### Task description
Skip the pictures. Repeat everything else in the records word for word.

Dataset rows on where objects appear
•••

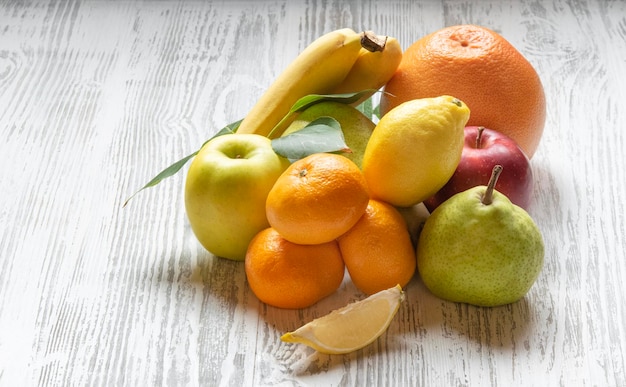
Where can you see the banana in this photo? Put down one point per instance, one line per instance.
(318, 69)
(372, 69)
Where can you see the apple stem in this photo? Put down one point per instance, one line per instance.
(372, 42)
(488, 196)
(479, 137)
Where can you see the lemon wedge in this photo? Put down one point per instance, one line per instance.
(352, 327)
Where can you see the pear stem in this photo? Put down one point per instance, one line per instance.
(479, 137)
(488, 196)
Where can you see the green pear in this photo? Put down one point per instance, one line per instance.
(479, 248)
(356, 126)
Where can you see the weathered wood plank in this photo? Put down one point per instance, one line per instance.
(97, 97)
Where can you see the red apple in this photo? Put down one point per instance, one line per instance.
(483, 149)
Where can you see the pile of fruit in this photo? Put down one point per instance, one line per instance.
(306, 187)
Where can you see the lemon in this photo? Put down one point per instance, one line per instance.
(352, 327)
(414, 149)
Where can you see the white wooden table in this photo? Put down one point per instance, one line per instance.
(96, 97)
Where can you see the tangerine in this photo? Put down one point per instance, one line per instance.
(378, 251)
(317, 198)
(292, 276)
(481, 68)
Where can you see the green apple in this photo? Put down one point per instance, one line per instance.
(225, 191)
(356, 126)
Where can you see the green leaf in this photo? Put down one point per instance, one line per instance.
(312, 99)
(321, 135)
(178, 165)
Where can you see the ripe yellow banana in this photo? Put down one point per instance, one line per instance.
(372, 69)
(318, 69)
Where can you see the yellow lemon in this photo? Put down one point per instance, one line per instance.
(414, 149)
(352, 327)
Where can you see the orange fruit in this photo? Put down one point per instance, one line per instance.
(292, 276)
(377, 251)
(481, 68)
(317, 199)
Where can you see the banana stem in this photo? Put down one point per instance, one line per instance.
(372, 42)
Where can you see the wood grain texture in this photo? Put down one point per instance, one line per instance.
(96, 97)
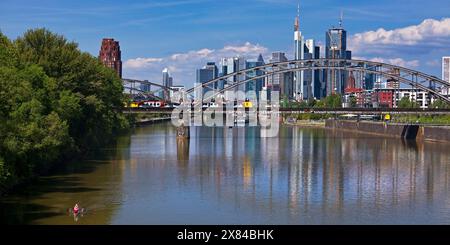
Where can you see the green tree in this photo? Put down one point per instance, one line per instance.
(353, 102)
(331, 101)
(439, 104)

•••

### Solution to the exercise
Where can you see the banana in this photo? Put down one point per instance, one line per instance.
(318, 69)
(372, 69)
Where can you see the apple stem in this photo? Put down one point per instance, one line per instance.
(372, 42)
(488, 196)
(479, 137)
Where can you see the lemon wedge in this photo? Put down one point per instance, one line per instance.
(352, 327)
Where can you see the pear stem in this photo? Put down one point per instance, one line per instance.
(479, 137)
(488, 196)
Where can you see the green pear in this photo? Put down one point per instance, one line per instance.
(479, 248)
(356, 126)
Where can you see the weathered wood plank in this photo? Put down one point per instance, one line per instance.
(97, 97)
Where can you see the red apple in this photo? Put down one point per instance, one line per instance.
(483, 149)
Where can you see the pile of fruit in this photo? Put down one point per instance, one line per instance.
(306, 187)
Where can you see the lemon in this photo? Put down one point per instance, one line per instance.
(352, 327)
(414, 149)
Where can you see the white wooden table in this photo? Put down one point per instance, one line per instance.
(96, 97)
Where can you see the tangerine in this photo? Put down one point per instance, one line per instance.
(378, 251)
(317, 198)
(292, 276)
(481, 68)
Where can you see the green apple in this photo? Put down one point per instance, one line per instance.
(225, 191)
(356, 126)
Where can you see the green leaf in this photo? Put down one point per instance, one line per instance.
(312, 99)
(321, 135)
(178, 165)
Where can you see the ripe yellow banana in this photo? Put down one point per instance, one line per instance.
(372, 69)
(318, 69)
Where can you see the yellow lemon in this photo? Put down one point per instance, one line per instance.
(414, 149)
(352, 327)
Where can you see the orange fruit in this photo? Put down one point per instance, one line per instance.
(292, 276)
(377, 251)
(481, 68)
(317, 199)
Where can you see the banana stem in this photo? Put down one point per instance, one line per instance.
(372, 42)
Where can you see the wood grain texture in this photo? Put down one point per instance, one line per instance.
(96, 97)
Where can you see the green tree in this photo? Put down one point per instance, one line per instance.
(353, 102)
(331, 101)
(439, 104)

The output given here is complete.